------ FRAGMENTO SELECCIONADO ------

Contra tibieza, responsabilidad




El mensaje de Benedicto XVI para la Cuaresma de 2012 no anda con rodeos. Se centra directamente “sobre el corazón de la vida cristiana: la caridad”. Así sigue fiel al propósito trazado en su primera encíclica “Deus caritas est”.
      El mensaje tiene como lema un breve texto de la Carta a los Hebreos: «Fijémonos los unos en los otros para estímulo de la caridad y las buenas obras» (10,24). Y sobre el centro de la caridad, el Papa destaca sus tres aspectos: “la atención al otro, la reciprocidad y la santidad personal”.


Atención, responsabilidad por el otro

      Primero, la atención al otro, la responsabilidad para con el hermano. La carta a los Hebreos nos invita, dice Benedicto XVI, “a fijar la mirada en el otro, ante todo en Jesús, y a estar atentos los unos a los otros, a no mostrarse ajenos, indiferentes a la suerte de los hermanos”; sino “hacernos cargo del otro”; lo que quiere decir “atención al bien del otro y a todo su bien”.

------ FILAS PROPORCIONADAS ------

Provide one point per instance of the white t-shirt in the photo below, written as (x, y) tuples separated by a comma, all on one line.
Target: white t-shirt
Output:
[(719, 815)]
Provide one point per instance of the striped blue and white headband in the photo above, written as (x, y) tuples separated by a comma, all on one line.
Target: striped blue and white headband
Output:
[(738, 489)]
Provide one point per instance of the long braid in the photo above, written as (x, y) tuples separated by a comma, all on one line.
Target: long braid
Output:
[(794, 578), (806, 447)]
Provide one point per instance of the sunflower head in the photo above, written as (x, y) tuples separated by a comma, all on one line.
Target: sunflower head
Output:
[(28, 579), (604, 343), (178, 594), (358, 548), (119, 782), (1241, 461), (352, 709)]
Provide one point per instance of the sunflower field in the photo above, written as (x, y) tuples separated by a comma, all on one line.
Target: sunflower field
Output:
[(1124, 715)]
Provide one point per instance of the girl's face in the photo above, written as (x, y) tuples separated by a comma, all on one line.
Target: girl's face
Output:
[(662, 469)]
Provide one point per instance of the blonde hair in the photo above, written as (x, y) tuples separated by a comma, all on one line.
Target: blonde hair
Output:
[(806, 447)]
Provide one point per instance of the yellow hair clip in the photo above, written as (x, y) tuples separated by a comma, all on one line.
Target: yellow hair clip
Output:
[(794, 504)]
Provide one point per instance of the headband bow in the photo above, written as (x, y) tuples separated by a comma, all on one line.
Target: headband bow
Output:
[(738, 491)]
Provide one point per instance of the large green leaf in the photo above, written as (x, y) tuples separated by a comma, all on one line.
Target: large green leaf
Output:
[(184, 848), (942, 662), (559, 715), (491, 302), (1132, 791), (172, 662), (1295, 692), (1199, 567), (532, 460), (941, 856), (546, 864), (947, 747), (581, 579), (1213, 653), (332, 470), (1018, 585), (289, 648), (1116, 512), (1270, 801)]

------

Haz una lista de los aspectos de la caridad que, según el fragmento sobre el mensaje de Cuaresma de Benedicto XVI, destaca el Papa.

- La atención al otro
- La reciprocidad
- La santidad personal